(A run of records)
-- start --
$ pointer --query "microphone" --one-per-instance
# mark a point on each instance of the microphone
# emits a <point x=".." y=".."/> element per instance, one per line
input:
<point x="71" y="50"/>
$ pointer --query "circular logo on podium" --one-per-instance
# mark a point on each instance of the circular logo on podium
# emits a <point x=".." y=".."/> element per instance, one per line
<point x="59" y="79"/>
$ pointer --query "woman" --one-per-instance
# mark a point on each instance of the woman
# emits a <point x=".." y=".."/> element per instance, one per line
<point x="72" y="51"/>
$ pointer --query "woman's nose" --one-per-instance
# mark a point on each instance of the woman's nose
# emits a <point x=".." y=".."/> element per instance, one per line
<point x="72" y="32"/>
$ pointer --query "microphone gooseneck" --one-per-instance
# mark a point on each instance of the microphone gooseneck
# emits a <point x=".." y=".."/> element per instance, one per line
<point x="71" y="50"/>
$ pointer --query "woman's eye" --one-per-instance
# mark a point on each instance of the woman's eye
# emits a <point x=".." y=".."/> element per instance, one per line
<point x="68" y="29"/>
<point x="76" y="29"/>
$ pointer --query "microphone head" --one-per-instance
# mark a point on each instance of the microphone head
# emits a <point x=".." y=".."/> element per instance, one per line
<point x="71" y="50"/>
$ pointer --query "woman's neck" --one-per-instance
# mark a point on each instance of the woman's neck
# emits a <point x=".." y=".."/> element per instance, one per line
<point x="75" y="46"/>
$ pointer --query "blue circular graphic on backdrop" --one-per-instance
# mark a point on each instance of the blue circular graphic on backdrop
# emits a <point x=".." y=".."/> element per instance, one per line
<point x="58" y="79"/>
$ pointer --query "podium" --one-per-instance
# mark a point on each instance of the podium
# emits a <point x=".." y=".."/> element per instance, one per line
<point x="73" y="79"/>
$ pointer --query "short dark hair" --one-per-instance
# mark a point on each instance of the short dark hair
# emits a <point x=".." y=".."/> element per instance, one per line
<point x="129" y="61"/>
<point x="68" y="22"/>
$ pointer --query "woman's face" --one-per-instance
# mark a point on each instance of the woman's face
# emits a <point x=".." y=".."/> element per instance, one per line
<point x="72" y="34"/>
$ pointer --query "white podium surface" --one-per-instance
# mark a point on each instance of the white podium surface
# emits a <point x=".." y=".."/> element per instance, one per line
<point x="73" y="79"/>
-- end --
Objective. List every line above that contains the word "surface", matching its case exactly.

Solution to the exercise.
$ pointer --query "white podium surface" --one-per-instance
# mark a point on each instance of the white podium surface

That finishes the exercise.